### SET OF TASKS
1. According to the type 2 diabetes overview below, why does a buildup of sugar in the blood lead to dehydration? Answer in one to three sentences.
2. Reproduce the part of the type 2 diabetes overview below between "What Is Type" and "attack and stroke.", inclusive.
3. According to the type 2 diabetes overview below, what share of Americans with diabetes have type 2 diabetes?

──────── PROVIDED TEXT

Type 2 Diabetes Overview
Type 2 diabetes, once called non-insulin dependent diabetes, is the most common form of diabetes, affecting 90% to 95% of the 26 million Americans with diabetes. In this article, you'll learn the basics about type 2 diabetes, including symptoms and causes, as well as learn about type 2 diabetes in children.
What Is Type 2 Diabetes?
Unlike people with type 1 diabetes, people with type 2 diabetes produce insulin; however, either their pancreas does not produce enough insulin or the body cannot use the insulin adequately. This is called insulin resistance. When there isn't enough insulin or the insulin is not used as it should be, glucose (sugar) can't get into the body's cells. When glucose builds up in the blood instead of going into cells, the body's cells are not able to function properly. Other problems associated with the buildup of glucose in the blood include:
- Damage to the body. Over time, the high glucose levels in the blood may damage the nerves and small blood vessels of the eyes, kidneys, and heart and predispose a person to atherosclerosis (hardening) of the large arteries that can cause heart attack and stroke.
- Dehydration. The buildup of sugar in the blood can cause an increase in urination. When the kidneys lose the glucose through the urine, a large amount of water is also lost, causing dehydration.
- Diabetic Coma (Hyperosmolar nonketotic diabetic coma). When a person with type 2 diabetes becomes very ill or severely dehydrated and is not able to drink enough fluids to make up for the fluid losses, they may develop this life-threatening complication.

────────────────
──────── DATASET RECORDS

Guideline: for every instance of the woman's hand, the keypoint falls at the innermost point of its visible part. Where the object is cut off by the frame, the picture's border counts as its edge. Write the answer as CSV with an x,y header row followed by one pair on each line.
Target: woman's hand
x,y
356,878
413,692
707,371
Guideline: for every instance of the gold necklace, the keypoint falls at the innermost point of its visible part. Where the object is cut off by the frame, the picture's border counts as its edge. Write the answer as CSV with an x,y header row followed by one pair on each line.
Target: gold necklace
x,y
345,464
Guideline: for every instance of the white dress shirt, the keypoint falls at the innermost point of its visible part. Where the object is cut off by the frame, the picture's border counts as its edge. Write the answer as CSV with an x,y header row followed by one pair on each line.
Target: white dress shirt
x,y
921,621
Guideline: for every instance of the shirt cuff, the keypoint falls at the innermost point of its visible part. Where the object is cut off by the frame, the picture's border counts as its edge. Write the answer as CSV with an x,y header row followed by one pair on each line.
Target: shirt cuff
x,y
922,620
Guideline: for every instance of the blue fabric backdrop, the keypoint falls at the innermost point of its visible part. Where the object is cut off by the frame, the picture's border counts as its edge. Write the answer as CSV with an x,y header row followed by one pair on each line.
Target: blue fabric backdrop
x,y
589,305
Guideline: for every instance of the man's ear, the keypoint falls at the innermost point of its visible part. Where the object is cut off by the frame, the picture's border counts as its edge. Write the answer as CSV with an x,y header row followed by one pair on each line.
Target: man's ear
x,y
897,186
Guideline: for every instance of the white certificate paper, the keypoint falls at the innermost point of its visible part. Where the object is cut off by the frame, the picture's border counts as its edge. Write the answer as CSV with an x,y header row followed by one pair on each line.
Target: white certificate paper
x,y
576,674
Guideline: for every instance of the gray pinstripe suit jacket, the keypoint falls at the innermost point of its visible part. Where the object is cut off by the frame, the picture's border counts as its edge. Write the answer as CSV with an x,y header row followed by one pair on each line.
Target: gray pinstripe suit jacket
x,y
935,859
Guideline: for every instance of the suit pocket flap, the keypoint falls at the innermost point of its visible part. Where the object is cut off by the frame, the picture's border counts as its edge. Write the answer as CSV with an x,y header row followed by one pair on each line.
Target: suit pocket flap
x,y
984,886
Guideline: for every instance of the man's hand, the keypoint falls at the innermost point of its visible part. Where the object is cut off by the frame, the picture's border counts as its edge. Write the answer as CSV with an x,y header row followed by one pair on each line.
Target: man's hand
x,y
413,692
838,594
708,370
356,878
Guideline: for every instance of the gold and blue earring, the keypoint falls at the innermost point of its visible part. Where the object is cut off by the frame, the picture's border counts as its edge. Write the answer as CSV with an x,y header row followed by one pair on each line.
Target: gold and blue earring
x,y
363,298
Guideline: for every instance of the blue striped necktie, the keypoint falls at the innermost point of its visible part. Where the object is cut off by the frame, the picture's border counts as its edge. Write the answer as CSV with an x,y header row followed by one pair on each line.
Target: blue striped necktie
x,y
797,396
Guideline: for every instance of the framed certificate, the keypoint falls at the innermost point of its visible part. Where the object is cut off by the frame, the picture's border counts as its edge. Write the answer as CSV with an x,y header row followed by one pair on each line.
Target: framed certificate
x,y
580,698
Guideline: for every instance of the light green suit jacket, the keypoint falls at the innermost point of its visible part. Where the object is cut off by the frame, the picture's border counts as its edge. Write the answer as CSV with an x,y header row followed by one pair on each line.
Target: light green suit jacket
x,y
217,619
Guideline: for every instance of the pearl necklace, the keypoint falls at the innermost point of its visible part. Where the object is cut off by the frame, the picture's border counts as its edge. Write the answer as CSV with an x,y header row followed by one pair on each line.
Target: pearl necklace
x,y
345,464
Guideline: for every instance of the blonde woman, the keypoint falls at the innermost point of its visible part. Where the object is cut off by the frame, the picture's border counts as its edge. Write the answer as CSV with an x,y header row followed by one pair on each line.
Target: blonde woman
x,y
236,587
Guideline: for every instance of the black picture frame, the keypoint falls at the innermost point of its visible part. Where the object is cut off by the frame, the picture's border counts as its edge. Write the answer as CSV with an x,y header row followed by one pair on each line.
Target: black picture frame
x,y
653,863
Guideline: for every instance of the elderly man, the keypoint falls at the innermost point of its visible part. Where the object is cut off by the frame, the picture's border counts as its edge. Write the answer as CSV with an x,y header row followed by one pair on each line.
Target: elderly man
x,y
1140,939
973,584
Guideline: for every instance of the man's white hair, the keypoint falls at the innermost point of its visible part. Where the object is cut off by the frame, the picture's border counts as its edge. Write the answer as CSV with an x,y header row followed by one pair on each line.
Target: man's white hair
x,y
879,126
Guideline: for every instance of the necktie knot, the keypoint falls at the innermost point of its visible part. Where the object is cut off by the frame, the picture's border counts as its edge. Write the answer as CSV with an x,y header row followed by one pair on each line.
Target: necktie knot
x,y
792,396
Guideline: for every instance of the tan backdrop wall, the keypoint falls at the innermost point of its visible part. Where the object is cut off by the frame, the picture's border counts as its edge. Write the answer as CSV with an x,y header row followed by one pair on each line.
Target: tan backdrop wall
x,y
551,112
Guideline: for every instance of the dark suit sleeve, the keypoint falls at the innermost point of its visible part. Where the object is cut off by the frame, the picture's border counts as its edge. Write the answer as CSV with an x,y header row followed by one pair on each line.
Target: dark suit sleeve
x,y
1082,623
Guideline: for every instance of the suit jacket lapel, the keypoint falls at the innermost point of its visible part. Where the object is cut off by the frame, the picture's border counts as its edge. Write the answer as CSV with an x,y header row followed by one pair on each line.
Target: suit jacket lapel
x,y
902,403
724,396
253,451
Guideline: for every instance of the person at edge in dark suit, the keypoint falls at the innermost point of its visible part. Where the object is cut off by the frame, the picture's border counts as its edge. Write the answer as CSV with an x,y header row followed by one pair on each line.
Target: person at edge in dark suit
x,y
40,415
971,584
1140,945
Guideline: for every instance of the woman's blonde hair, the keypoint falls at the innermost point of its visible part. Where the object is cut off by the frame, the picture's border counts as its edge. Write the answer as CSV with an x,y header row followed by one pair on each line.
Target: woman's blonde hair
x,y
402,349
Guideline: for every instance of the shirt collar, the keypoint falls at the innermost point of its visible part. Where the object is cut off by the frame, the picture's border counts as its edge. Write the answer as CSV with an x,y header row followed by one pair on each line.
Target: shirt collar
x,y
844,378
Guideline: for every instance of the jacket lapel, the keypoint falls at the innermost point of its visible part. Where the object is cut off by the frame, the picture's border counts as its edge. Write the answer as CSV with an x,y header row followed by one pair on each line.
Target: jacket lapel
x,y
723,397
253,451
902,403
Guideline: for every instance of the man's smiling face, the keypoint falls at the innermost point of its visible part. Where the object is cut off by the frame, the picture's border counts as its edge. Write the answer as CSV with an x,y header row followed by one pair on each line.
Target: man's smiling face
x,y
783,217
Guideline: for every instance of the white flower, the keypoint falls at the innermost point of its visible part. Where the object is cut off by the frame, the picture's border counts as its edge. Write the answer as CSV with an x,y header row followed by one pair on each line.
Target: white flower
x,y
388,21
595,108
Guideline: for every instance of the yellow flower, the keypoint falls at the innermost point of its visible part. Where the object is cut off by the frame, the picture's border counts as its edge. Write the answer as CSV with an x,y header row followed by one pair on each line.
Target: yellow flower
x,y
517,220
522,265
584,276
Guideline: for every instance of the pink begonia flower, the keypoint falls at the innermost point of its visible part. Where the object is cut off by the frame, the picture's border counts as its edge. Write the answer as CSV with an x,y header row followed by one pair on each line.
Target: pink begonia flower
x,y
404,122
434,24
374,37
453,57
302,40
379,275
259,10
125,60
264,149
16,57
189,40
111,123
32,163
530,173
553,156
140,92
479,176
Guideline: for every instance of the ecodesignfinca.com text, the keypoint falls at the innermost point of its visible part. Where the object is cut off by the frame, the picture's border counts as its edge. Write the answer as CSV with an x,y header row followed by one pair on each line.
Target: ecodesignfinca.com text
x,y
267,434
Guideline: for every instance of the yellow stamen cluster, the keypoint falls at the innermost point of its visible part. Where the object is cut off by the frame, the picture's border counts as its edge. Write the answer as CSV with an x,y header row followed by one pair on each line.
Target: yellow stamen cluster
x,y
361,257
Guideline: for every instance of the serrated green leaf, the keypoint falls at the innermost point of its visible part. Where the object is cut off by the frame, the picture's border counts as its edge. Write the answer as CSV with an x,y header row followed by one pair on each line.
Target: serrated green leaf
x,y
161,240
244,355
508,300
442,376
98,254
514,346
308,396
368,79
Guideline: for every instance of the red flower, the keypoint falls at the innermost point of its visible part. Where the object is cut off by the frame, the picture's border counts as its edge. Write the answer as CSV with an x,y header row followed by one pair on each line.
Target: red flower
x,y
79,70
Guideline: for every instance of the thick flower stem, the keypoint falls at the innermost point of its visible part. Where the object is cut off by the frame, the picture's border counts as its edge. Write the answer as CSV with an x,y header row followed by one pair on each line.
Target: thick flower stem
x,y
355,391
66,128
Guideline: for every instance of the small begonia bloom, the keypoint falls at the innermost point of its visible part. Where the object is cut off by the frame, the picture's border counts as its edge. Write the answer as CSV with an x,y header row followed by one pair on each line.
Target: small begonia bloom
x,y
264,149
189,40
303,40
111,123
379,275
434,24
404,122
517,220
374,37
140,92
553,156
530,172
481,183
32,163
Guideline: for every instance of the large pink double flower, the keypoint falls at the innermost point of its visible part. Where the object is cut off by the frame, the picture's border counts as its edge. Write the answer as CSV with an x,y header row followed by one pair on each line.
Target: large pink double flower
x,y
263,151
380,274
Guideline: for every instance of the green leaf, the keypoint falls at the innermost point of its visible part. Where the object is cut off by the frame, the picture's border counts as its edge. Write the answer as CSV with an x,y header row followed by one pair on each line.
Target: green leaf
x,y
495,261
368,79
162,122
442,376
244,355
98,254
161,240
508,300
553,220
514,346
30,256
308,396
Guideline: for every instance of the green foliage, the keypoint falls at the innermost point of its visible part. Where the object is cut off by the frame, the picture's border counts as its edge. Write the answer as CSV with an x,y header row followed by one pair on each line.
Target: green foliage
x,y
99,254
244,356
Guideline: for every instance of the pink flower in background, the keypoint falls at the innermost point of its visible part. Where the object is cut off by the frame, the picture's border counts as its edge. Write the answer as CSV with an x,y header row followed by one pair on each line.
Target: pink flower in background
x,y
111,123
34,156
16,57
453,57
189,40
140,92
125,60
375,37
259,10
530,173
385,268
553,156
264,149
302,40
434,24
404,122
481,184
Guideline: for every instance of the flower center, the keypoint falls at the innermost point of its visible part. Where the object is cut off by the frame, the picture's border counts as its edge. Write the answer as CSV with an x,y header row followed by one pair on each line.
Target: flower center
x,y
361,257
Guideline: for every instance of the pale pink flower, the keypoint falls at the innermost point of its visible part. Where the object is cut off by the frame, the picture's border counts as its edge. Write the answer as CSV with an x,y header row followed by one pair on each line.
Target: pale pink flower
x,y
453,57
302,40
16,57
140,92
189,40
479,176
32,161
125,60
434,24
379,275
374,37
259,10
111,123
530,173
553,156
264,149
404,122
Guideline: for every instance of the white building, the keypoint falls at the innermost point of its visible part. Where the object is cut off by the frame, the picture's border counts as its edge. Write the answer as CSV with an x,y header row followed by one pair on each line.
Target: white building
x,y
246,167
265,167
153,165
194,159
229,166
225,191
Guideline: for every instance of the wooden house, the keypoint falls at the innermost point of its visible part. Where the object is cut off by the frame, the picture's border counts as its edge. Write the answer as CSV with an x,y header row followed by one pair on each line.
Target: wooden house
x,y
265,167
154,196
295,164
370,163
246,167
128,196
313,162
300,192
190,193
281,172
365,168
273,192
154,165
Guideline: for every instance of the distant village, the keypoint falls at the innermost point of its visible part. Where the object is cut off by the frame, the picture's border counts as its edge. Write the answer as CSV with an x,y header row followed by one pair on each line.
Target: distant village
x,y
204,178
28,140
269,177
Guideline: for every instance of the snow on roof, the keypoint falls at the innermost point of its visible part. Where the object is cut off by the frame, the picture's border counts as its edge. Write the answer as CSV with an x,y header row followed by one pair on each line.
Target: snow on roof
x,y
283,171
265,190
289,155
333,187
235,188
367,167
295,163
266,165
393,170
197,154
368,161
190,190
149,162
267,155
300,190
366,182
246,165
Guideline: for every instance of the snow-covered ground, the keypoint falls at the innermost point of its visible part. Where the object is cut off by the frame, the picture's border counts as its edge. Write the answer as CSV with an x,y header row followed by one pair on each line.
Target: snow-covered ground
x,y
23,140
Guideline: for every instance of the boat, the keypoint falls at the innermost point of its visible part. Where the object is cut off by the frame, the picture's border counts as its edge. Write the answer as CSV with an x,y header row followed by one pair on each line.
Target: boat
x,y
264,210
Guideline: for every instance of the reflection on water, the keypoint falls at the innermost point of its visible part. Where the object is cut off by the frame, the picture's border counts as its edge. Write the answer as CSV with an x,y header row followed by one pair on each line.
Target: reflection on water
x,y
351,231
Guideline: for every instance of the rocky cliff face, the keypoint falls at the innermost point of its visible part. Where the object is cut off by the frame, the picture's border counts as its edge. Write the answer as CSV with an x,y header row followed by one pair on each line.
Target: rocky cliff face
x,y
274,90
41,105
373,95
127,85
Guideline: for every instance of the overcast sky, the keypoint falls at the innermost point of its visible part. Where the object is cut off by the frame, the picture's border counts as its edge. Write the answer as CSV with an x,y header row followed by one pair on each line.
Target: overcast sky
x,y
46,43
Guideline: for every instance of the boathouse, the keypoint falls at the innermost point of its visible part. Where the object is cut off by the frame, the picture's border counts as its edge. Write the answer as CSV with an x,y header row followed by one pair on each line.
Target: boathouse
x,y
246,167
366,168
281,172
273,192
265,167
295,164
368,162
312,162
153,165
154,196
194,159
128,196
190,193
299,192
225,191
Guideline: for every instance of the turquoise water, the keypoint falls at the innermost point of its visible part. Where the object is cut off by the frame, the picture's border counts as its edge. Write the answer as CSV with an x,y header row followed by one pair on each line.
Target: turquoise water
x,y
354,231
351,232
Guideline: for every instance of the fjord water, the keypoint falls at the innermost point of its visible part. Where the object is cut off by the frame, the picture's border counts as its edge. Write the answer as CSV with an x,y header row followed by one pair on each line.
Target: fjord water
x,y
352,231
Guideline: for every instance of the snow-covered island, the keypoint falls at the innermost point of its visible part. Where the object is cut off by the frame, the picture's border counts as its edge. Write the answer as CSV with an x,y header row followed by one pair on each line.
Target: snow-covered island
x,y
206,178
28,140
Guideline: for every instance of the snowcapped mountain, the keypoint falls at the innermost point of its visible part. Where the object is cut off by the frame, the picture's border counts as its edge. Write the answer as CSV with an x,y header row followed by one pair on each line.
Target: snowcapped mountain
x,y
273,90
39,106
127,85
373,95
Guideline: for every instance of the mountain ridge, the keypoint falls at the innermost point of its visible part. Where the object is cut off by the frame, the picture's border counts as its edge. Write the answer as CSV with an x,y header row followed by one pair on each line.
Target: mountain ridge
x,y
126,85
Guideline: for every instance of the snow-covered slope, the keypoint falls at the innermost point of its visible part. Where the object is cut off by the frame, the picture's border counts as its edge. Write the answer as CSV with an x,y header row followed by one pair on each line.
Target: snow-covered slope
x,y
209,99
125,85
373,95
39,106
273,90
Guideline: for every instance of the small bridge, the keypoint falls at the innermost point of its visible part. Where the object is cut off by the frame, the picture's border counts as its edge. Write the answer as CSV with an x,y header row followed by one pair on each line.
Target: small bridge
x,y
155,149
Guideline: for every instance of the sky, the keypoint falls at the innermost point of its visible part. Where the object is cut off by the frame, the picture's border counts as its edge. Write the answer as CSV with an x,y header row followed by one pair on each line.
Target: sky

────────────────

### SOLUTIONS FOR EACH TASK
1. A buildup of sugar in the blood increases urination. When the kidneys lose glucose through the urine, a large amount of water is lost along with it, and this causes dehydration.

2.
What Is Type 2 Diabetes?
Unlike people with type 1 diabetes, people with type 2 diabetes produce insulin; however, either their pancreas does not produce enough insulin or the body cannot use the insulin adequately. This is called insulin resistance. When there isn't enough insulin or the insulin is not used as it should be, glucose (sugar) can't get into the body's cells. When glucose builds up in the blood instead of going into cells, the body's cells are not able to function properly. Other problems associated with the buildup of glucose in the blood include:
- Damage to the body. Over time, the high glucose levels in the blood may damage the nerves and small blood vessels of the eyes, kidneys, and heart and predispose a person to atherosclerosis (hardening) of the large arteries that can cause heart attack and stroke.

3. Type 2 diabetes affects 90% to 95% of the 26 million Americans with diabetes.